**Instructions**
#1 Please return the stretch of the food aid passage from "All they know" through "bicyclists and walkers.", copied word for word.
#2 Continue the passage on food aid, picking up right after its final sentence.

**Extracted text**
And damaging it can be; when your reputation is staked on making sure donations get to those who need it most, the "loss" of food can set you back in the public's mind.

If we've done our job—if we've been proactive about talking about how challenging it is to do food aid—long-time and regular donors will know this, and not be worried.

But during emergencies, like the terrible situation facing the Rohingya, many donors are first-time givers.

They don't know what it's like to try to deliver food in places where almost everything has broken down, conflict is raging, or people barter food to meet other important needs.

All they know is that food from the Foodgrains Bank was found for sale; suddenly, we look like poor managers, wasting the donations of Canadians.

Thoughts about the opportunities and challenges of food aid came to mind following yesterday’s terrible attack in New York City.

The attacker used a rented Home Depot truck to mow down innocent bicyclists and walkers.

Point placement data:
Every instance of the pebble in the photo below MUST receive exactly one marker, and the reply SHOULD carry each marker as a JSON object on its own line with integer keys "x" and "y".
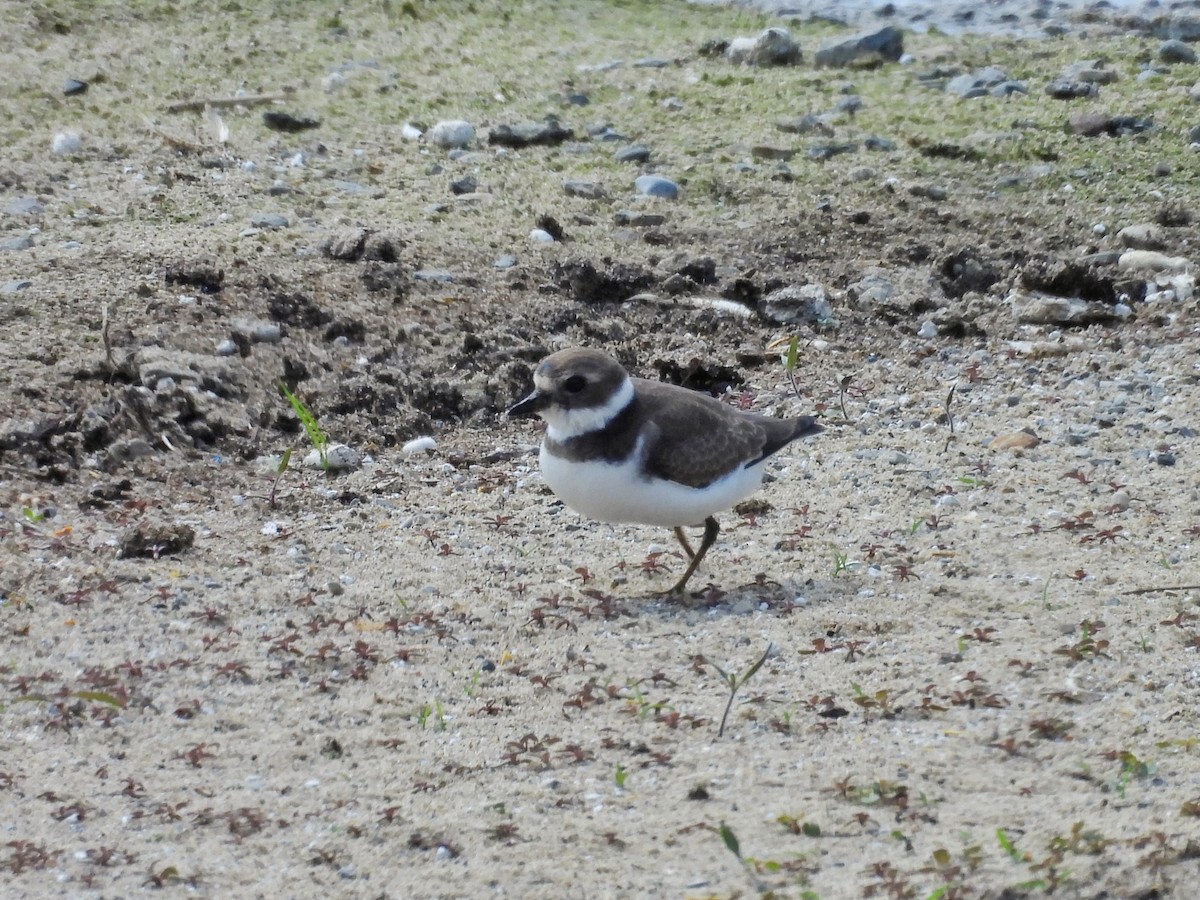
{"x": 1090, "y": 71}
{"x": 1176, "y": 52}
{"x": 1014, "y": 441}
{"x": 587, "y": 190}
{"x": 657, "y": 186}
{"x": 545, "y": 133}
{"x": 453, "y": 133}
{"x": 793, "y": 305}
{"x": 773, "y": 47}
{"x": 419, "y": 445}
{"x": 1152, "y": 261}
{"x": 22, "y": 241}
{"x": 1144, "y": 235}
{"x": 269, "y": 220}
{"x": 1072, "y": 90}
{"x": 289, "y": 123}
{"x": 639, "y": 220}
{"x": 885, "y": 45}
{"x": 634, "y": 153}
{"x": 24, "y": 207}
{"x": 339, "y": 457}
{"x": 258, "y": 331}
{"x": 1036, "y": 309}
{"x": 976, "y": 84}
{"x": 66, "y": 142}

**Answers by task**
#1
All they know is that food from the Foodgrains Bank was found for sale; suddenly, we look like poor managers, wasting the donations of Canadians.

Thoughts about the opportunities and challenges of food aid came to mind following yesterday’s terrible attack in New York City.

The attacker used a rented Home Depot truck to mow down innocent bicyclists and walkers.

#2
Photos from the aftermath of the attack clearly show the truck with Home Depot’s logo.

Home Depot did nothing wrong, as far as we know, in renting the truck to a legitimate user.

But still, there they are, associated with the attack, their name being used in most every news article about it. 

This is not the kind of publicity they were looking for, that;s for sure.

It will be interesting to see how they respond—how will they deal with this image issue?

An industry that has been proactive in dealing with these kind of public relations challenges is in the world of railways.

Companies that transport oil and other dangerous chemicals in tank cars never make the news unless a train derails. Then they are all over the news.

The oil and chemical companies have dealt with this by painting their tank cars a non-descript black without any company logos or names.

All they have is the required reporting marks, along with other information about the car and its contents.

When an accident happens, we see the cars laying askew off the tracks, but there are no company names.

Of course, the companies will be noted in news coverage, but not in images that can quickly span the Internet.

By keeping their names and logos off the cars, they proactively limit the public relations challenges.

Contrast this with the 1930s-50s, when companies emblazoned their names and logos on the side of tank cars. It was part of their marketing strategy.

But not today, not when everyone has a camera and people are so sensitive to environmental and other damage.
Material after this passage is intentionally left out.